GOAL: Rewrite every line of the entries below as a single numbered list, omitting any blank lines.

(Entries from a data collection)
····················
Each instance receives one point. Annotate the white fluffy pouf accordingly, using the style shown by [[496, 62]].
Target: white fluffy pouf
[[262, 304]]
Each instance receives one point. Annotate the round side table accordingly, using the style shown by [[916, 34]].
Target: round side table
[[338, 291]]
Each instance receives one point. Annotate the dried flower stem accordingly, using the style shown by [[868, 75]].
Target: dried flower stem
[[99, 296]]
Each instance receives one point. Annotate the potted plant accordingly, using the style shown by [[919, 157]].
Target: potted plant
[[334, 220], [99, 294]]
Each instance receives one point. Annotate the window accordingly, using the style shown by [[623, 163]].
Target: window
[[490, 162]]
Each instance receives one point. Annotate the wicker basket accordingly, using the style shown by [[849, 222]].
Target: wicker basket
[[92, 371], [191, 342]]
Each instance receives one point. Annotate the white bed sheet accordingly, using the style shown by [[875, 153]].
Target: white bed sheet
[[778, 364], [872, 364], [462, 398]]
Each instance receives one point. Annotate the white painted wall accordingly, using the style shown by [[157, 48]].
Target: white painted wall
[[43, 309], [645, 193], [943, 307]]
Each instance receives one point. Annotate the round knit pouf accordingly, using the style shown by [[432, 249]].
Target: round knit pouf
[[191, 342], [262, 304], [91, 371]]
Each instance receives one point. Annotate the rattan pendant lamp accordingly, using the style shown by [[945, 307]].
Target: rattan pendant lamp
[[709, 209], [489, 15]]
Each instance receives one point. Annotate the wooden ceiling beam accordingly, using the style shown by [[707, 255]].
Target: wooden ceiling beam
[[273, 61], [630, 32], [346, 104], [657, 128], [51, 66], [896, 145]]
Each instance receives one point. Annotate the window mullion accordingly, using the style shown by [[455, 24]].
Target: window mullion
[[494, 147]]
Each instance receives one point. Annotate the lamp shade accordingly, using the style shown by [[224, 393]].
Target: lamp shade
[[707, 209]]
····················
EXERCISE ANSWER:
1. Each instance receives one point. Annotate the white fluffy pouf accordingly, using the style shown by [[496, 62]].
2. Target: white fluffy pouf
3. [[262, 304]]
4. Each instance receives one point. Annotate the round side table accordingly, using the style shown by [[916, 34]].
5. Target: round side table
6. [[338, 291]]
7. Each instance receives one point. Annotate the dried flower stem accordingly, using the style shown by [[868, 75]].
8. Target: dried flower stem
9. [[99, 296]]
10. Each instance receives one point. Annotate the potted plant accordingly, using the style shown by [[919, 157]].
11. Target: potted plant
12. [[334, 220], [99, 294]]
13. Each instance receives one point. Annotate the window accordingly, using the style shown by [[623, 163]].
14. Target: window
15. [[490, 162]]
16. Each instance receives one point. Annotate the wicker basket accordingly, using the style shown by [[849, 222]].
17. Target: wicker basket
18. [[92, 371], [191, 342]]
19. Each instance receives one point. Annotate the white bed sheet accordingly, using the style shown by [[875, 153]].
20. Target: white bed sheet
21. [[778, 364], [872, 364], [462, 398]]
22. Each instance receives one point. Annotate the white painted wall accordingly, using the style shown by [[157, 48]].
23. Target: white painted wall
24. [[43, 309], [645, 193], [943, 307]]
25. Each instance receives one point. Annotate the round knit pouf accordingly, using the style shown by [[432, 249]].
26. Target: round knit pouf
27. [[191, 342], [262, 304], [91, 371]]
28. Each instance receives one point. Annotate the rattan pendant lamp accordingly, using the style shown by [[945, 307]].
29. Target: rattan pendant lamp
30. [[709, 209], [489, 15]]
31. Each instance receives one point. Annotate the wooden ceiling beam accordingly, using the style shown by [[707, 255]].
32. Target: wooden ceiling beam
33. [[273, 61], [630, 32], [346, 104], [657, 128], [51, 66], [896, 145]]
34. Each instance receives one point. Annotate the window mullion accordingly, using the style shown by [[455, 24]].
35. Target: window mullion
36. [[494, 147]]
37. Each instance receives one point. Annotate the lamp shade accordingly, using the style shown by [[224, 393]].
38. Target: lamp shade
39. [[707, 209]]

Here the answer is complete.